═══ Available data

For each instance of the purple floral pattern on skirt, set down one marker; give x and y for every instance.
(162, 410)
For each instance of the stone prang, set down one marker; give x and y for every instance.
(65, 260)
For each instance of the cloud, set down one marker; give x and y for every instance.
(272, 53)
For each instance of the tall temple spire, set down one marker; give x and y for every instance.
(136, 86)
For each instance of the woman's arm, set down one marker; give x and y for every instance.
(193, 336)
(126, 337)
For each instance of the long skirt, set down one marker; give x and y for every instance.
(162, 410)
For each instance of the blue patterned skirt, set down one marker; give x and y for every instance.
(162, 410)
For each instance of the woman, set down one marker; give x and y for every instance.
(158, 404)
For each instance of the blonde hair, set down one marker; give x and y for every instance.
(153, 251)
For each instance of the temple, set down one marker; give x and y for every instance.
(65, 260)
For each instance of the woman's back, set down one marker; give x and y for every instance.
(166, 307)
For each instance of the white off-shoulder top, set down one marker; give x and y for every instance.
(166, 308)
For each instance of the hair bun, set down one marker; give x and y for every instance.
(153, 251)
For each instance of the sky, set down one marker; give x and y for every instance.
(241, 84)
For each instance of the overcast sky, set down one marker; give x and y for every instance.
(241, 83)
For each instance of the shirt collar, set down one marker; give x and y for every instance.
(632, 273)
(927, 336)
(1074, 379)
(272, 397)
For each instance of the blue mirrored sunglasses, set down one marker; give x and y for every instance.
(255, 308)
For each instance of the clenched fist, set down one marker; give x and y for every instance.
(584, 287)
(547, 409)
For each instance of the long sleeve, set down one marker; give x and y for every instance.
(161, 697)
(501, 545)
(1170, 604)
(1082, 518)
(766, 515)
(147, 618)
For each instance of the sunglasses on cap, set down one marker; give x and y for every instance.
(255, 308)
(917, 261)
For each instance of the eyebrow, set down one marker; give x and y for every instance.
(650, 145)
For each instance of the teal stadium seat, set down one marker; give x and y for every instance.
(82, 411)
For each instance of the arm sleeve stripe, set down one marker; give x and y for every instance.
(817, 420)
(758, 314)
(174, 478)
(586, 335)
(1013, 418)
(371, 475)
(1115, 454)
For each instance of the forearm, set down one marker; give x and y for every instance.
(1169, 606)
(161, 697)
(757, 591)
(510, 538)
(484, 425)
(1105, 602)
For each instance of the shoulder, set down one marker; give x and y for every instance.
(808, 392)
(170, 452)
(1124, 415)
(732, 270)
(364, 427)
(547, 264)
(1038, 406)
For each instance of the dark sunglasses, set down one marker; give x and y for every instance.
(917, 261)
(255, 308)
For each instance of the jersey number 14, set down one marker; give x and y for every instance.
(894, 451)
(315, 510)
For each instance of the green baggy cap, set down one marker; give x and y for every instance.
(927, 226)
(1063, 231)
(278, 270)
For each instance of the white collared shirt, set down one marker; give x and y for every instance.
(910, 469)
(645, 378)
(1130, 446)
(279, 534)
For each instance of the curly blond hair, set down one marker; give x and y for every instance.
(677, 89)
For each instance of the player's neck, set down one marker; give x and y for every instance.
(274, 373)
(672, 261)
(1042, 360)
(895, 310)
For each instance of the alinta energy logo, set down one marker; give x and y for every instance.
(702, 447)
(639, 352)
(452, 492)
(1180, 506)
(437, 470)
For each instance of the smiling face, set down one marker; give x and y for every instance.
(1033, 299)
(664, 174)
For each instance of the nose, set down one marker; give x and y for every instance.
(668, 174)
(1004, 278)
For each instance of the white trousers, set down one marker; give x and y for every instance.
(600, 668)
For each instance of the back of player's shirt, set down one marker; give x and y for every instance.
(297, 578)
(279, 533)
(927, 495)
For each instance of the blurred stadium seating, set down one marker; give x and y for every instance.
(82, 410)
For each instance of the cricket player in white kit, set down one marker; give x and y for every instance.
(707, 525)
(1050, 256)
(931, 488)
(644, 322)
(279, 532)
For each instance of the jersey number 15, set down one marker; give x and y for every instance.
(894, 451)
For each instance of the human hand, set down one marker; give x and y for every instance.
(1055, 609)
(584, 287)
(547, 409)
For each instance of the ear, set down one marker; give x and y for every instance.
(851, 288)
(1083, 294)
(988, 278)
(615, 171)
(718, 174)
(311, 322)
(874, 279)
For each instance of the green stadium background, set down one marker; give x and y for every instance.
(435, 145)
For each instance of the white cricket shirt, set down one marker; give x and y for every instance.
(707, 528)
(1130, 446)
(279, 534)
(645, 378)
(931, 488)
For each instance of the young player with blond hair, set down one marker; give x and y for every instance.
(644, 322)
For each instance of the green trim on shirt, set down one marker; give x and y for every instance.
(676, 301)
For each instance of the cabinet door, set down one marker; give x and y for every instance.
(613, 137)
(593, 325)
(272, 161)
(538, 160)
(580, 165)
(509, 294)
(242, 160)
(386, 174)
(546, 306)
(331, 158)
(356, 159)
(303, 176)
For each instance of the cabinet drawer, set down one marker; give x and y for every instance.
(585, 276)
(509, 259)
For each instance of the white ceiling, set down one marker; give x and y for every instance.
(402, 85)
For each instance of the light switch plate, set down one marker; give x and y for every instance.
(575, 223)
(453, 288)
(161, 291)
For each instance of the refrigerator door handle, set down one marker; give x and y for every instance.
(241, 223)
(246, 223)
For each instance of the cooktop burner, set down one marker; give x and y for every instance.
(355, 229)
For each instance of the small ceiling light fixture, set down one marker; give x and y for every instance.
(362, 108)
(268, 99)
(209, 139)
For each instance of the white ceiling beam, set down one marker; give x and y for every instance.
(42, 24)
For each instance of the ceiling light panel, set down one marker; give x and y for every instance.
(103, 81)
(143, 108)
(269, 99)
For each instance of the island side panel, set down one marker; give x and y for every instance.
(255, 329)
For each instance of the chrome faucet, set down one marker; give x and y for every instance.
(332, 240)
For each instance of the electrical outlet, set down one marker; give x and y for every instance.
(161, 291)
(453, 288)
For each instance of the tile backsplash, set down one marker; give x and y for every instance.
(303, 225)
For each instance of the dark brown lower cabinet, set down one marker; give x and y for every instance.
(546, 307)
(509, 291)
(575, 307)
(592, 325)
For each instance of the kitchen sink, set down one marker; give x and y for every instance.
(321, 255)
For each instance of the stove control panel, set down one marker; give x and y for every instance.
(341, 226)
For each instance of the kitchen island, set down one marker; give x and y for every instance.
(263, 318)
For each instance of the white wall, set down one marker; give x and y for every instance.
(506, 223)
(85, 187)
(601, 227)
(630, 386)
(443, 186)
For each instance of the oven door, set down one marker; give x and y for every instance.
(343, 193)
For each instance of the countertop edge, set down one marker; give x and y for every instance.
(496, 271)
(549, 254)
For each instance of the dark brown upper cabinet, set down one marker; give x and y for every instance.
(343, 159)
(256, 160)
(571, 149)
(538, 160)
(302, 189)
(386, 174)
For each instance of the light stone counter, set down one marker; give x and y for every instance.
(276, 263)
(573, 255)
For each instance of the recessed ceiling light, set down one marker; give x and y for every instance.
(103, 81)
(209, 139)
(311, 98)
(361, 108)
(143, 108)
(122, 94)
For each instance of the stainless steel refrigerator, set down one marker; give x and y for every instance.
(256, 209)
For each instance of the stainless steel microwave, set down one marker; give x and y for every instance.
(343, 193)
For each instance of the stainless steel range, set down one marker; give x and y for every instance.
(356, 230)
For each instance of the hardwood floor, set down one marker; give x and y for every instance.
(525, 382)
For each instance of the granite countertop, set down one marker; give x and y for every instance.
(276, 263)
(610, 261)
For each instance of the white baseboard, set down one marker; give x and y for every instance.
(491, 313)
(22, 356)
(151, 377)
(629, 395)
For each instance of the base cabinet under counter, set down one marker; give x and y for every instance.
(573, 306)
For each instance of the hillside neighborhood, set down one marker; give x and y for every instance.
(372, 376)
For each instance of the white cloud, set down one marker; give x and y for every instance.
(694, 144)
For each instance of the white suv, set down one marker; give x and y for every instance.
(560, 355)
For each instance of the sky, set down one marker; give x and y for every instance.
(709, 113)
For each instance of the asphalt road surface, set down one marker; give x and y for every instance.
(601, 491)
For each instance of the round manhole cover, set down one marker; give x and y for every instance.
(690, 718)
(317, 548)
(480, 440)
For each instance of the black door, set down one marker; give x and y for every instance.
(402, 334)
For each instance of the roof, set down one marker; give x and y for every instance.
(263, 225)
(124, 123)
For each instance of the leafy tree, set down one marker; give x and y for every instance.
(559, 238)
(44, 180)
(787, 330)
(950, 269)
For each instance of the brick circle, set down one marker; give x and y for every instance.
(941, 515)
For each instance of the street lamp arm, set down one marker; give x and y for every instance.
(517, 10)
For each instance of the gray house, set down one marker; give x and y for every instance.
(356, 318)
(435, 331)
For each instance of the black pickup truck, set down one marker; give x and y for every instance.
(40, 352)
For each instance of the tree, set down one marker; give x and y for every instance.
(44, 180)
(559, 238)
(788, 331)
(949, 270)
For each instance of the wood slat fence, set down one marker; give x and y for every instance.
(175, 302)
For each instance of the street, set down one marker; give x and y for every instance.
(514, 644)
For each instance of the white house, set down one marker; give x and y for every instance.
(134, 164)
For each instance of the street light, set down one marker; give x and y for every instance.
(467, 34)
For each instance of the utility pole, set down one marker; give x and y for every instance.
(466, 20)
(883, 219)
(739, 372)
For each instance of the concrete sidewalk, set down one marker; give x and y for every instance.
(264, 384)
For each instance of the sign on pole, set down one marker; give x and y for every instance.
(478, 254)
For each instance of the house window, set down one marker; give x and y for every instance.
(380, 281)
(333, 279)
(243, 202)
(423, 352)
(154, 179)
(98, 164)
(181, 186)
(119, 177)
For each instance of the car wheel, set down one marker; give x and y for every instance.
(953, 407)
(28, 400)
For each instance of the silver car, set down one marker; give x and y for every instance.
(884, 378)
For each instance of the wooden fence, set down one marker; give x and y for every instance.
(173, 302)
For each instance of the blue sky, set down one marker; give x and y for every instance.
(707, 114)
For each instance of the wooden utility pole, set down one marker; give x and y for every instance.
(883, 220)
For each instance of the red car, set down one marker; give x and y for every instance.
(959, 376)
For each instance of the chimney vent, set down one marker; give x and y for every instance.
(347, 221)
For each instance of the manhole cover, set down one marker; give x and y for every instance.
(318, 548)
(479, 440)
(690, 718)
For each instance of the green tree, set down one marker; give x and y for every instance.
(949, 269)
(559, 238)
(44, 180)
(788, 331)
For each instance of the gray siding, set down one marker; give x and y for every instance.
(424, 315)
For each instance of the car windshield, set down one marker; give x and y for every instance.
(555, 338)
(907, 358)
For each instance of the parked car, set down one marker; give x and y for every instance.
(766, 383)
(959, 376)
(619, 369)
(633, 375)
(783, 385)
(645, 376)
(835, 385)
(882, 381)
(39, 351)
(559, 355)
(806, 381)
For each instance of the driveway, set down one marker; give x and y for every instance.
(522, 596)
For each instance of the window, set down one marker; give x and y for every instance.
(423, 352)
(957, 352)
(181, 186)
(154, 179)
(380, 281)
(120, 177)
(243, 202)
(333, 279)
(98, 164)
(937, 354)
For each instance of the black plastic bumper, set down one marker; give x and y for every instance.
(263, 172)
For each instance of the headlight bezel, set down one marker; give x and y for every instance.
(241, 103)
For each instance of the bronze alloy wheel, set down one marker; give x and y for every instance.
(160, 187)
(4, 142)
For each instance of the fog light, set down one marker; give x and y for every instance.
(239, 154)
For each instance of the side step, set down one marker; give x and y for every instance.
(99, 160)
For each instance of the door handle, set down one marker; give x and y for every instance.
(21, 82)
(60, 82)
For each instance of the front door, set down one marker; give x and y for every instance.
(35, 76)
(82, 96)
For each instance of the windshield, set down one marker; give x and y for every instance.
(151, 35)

══════

• What needs to be done
Each line from the one with "For each instance of the gray siding, set" through the end of the entries above is to be returned word for word. Nothing else belongs in the answer.

• Task solution
For each instance of the gray siding, set down one marker; give x and y for every instance.
(424, 315)
For each instance of the car windshield, set down one marker; give x and y for every instance.
(555, 338)
(907, 358)
For each instance of the parked car, set down one marker; give x and y for every instance.
(766, 383)
(959, 376)
(619, 369)
(633, 375)
(783, 385)
(645, 376)
(835, 385)
(882, 381)
(39, 351)
(559, 355)
(806, 381)
For each instance of the driveway, set down one marker; give x and y for every instance.
(522, 596)
For each instance of the window, set down one marker; give x and y for every instance.
(423, 352)
(957, 352)
(181, 186)
(154, 179)
(380, 281)
(120, 177)
(243, 202)
(333, 279)
(98, 164)
(937, 354)
For each instance of the black plastic bumper, set down one marker; give x and y for every instance.
(263, 172)
For each instance of the headlight bezel, set down one marker; give x and y for every instance.
(241, 103)
For each instance of the bronze alloy wheel, set down one marker; give x and y for every instance.
(160, 187)
(4, 142)
For each instance of the fog light, set down one marker; give x and y for every instance.
(239, 154)
For each instance of the side step, set down one marker; give x and y for every instance.
(99, 160)
For each instance of the door handle, set down one marker; give x and y for every instance.
(21, 82)
(60, 82)
For each instance of the front door, set down one marker; give x and y for every instance.
(35, 76)
(82, 96)
For each instance of the windshield, set down one marker; give x and y for every instance.
(151, 35)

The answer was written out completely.